■ **Stated task 1**: Rewrite the paragraph beginning "A FastAPI-based gateway" in the gateway document as a short list that keeps its main facts.

══ Document

Skip to content

Layyyth/Minimal-Inference-Gateway

Folders and files

NameName
Last commit message
Last commit date

Latest commit

 

History

2 Commits
 
 
 
 
 
 
 
 
 
 
 
 
 
 

Repository files navigation

Minimal Inference Gateway

A FastAPI-based gateway for AI inference with multi-backend support. Routes requests to different backends (Echo, HTTP) based on the model field in the request body.

Quick Start

1. Install Dependencies

uv sync

2. Configure Backends

Edit config.yaml to define your backends:

default_backend: local

backends:
  - name: local
    type: echo

  - name: remote
    type: http
    url: http://localhost:8081
    timeout: 60.0

3. Run the Gateway

uv run python -m app.main

The server starts on http://localhost:8080.

Configuration

Config File (config.yaml)

════
══ Dataset rows

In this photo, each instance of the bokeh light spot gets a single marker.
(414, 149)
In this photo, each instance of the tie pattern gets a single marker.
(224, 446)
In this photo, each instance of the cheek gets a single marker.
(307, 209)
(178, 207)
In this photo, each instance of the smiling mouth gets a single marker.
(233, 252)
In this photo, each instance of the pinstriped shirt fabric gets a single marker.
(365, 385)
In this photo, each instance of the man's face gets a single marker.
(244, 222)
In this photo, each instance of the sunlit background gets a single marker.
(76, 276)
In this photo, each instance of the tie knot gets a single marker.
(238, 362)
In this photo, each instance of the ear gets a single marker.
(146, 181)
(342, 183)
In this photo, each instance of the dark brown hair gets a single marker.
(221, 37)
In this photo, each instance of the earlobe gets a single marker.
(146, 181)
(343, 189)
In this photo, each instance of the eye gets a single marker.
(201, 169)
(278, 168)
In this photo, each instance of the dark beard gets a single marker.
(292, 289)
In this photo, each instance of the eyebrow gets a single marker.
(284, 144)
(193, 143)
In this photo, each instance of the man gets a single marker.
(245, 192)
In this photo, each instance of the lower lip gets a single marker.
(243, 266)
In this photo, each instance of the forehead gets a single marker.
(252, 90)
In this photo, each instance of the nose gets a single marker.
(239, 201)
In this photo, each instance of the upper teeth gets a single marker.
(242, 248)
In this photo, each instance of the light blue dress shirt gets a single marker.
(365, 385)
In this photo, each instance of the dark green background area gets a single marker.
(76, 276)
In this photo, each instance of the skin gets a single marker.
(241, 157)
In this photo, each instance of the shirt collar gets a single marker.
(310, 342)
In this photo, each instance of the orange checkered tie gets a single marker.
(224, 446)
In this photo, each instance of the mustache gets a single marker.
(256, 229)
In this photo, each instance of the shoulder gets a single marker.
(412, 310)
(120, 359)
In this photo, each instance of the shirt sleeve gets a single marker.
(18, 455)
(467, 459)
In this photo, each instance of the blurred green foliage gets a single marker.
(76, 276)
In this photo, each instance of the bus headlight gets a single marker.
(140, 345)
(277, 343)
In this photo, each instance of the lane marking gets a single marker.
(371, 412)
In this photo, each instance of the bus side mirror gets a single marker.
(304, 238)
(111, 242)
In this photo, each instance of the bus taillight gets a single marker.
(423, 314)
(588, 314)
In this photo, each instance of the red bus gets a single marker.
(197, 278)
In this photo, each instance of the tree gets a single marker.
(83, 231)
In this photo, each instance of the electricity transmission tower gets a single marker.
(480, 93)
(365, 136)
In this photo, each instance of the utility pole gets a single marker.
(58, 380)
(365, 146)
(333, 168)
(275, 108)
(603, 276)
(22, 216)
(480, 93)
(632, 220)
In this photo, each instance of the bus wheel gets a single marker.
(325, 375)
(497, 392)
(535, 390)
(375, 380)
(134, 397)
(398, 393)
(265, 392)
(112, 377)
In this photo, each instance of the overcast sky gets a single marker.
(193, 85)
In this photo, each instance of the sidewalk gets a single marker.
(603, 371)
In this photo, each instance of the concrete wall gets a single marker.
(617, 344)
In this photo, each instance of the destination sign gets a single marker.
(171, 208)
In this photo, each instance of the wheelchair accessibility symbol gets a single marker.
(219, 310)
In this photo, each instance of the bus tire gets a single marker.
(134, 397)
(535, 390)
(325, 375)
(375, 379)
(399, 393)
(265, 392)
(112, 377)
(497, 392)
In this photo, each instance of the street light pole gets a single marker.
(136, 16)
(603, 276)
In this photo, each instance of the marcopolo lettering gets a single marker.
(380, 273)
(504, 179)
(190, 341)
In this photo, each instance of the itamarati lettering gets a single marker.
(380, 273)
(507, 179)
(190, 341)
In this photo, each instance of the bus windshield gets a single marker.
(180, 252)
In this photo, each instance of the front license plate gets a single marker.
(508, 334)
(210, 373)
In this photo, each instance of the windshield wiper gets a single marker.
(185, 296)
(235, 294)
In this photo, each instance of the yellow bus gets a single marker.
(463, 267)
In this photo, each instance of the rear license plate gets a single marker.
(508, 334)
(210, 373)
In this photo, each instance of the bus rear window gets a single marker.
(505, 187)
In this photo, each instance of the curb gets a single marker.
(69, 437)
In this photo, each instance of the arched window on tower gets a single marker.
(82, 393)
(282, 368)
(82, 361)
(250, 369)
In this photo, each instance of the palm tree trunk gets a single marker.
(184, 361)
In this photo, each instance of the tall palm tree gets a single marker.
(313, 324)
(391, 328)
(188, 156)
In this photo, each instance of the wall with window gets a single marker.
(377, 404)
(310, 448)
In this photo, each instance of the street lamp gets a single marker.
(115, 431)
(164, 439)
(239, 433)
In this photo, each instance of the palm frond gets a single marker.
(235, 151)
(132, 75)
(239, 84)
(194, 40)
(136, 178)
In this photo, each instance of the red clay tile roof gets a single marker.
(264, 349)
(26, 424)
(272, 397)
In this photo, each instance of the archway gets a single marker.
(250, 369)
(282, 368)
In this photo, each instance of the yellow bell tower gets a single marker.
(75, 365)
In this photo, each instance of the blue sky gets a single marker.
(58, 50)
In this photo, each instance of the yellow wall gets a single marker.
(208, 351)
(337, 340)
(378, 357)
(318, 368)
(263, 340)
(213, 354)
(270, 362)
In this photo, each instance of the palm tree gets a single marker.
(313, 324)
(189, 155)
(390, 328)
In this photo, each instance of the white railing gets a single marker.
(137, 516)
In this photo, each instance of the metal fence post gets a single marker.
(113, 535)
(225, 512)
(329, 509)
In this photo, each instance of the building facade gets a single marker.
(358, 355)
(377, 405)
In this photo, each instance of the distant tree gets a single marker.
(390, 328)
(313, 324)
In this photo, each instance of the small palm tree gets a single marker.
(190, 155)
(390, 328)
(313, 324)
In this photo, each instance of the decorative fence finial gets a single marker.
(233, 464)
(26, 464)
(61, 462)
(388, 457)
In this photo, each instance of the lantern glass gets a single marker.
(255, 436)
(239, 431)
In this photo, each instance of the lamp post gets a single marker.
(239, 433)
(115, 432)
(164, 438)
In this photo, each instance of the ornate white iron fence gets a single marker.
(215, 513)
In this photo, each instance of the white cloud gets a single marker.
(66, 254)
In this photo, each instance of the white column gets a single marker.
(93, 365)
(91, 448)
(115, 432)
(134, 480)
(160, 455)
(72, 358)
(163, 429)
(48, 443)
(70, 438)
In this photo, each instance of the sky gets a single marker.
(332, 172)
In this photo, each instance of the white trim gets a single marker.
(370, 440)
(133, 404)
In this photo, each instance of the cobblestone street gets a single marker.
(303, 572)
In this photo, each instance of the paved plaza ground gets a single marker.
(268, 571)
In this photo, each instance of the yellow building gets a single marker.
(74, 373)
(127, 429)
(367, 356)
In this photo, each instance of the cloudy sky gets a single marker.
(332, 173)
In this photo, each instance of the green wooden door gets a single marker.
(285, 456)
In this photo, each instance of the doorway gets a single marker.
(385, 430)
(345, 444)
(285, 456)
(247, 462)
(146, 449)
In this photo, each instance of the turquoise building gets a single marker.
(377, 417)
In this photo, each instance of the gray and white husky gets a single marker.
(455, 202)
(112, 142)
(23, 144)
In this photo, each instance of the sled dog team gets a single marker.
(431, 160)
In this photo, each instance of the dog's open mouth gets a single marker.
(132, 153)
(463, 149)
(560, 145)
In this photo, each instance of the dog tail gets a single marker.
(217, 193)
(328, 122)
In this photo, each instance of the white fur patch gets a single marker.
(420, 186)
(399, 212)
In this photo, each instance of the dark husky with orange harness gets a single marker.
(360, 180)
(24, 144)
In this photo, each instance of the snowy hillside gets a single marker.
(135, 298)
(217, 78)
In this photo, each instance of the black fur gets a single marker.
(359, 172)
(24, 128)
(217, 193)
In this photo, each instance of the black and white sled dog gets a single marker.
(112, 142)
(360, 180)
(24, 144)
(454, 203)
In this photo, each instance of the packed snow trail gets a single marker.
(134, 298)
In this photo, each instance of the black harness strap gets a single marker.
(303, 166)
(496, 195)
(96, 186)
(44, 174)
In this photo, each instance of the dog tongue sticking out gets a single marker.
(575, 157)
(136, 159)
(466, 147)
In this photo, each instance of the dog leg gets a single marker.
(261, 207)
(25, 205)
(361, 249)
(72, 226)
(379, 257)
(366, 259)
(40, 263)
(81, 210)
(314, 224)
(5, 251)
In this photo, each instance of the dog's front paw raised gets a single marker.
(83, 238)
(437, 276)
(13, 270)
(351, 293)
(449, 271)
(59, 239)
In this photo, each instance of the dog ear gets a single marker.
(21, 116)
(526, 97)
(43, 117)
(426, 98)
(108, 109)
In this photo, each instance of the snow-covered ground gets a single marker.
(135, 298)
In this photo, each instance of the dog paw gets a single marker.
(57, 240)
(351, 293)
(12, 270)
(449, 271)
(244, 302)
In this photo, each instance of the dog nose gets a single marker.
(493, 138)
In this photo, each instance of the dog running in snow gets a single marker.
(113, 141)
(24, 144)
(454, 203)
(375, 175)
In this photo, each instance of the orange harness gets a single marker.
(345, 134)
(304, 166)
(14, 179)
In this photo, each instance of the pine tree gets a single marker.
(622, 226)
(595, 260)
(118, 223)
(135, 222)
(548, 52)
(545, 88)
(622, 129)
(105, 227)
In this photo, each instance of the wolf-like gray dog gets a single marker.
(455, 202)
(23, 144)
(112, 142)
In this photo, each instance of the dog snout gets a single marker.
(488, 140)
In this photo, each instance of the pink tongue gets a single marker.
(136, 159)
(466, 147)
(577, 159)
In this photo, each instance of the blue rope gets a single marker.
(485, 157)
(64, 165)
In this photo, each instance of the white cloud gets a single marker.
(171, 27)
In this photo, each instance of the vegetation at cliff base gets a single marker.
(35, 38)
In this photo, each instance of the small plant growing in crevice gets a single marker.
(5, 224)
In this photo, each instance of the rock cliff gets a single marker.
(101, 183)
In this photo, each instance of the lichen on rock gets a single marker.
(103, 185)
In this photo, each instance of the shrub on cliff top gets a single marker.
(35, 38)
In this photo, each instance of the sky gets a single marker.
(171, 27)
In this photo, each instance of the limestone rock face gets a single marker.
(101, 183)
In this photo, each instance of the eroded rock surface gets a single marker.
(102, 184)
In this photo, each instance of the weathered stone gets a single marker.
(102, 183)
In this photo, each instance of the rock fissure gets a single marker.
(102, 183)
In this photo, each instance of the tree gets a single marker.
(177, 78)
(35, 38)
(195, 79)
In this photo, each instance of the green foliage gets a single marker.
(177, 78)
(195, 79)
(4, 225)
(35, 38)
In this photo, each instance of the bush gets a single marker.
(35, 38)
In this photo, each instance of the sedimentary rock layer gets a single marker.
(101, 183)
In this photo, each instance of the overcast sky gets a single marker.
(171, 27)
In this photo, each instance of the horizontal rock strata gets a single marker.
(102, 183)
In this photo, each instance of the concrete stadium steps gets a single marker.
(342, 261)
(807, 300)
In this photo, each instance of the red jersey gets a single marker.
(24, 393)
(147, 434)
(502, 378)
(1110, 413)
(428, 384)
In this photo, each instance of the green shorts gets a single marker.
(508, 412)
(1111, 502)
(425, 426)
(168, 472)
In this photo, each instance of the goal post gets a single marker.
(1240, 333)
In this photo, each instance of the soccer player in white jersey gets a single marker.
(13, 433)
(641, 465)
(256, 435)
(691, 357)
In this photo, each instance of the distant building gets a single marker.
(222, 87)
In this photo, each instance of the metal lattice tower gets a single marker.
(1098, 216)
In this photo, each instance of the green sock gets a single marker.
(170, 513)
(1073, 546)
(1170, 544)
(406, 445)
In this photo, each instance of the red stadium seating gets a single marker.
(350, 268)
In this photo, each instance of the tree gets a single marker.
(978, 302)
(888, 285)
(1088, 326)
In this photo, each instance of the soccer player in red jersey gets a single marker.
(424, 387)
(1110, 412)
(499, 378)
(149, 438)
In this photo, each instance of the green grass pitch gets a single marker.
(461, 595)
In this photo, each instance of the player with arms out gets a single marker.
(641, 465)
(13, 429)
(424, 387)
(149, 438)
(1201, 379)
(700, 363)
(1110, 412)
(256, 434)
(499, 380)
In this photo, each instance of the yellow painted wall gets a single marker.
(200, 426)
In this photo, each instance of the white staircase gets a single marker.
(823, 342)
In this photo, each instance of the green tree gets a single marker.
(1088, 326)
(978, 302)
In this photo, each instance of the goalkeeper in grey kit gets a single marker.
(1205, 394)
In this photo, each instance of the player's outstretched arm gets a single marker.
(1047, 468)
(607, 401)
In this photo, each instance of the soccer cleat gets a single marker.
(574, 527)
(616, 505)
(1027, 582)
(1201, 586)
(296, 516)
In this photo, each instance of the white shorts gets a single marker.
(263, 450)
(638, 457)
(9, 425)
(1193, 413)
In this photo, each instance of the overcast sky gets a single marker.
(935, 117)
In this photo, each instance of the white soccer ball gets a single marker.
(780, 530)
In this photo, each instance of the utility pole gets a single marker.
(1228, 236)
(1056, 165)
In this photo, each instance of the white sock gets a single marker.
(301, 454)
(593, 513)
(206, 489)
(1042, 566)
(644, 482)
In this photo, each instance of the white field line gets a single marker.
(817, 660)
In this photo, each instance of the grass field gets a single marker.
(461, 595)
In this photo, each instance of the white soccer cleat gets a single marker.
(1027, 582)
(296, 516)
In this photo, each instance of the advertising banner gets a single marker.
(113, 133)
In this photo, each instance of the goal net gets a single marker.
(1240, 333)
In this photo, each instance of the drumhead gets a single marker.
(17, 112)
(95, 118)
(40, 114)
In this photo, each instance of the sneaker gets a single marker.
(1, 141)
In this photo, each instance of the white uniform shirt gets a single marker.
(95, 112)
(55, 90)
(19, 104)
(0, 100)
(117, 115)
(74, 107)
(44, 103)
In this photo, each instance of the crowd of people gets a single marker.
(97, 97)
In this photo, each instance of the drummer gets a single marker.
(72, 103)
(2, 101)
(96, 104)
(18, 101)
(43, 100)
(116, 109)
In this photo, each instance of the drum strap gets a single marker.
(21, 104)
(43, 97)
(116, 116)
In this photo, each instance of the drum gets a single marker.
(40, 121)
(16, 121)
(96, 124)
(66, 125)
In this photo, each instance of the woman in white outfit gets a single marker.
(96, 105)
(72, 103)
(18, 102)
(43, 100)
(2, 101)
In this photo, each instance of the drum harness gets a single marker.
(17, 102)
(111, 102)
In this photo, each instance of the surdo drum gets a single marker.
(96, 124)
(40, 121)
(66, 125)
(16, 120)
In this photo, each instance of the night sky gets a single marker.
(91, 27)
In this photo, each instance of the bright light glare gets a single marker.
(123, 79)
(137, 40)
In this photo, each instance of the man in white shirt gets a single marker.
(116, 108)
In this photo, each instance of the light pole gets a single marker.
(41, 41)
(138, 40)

════

■ **Stated task 2**: In the records, starting at the line that contains "In this photo, each instance of the light pole" and ending at the last line of the records, switch "light pole" to "lamp post" and give those lines again with everything else unchanged.

■ **Full solution 1**:
- FastAPI-based gateway for AI inference
- Supports multiple backends (Echo, HTTP)
- Routes each request to a backend based on the model field in the request body

■ **Full solution 2**:
In this photo, each instance of the lamp post gets a single marker.
(41, 41)
(138, 40)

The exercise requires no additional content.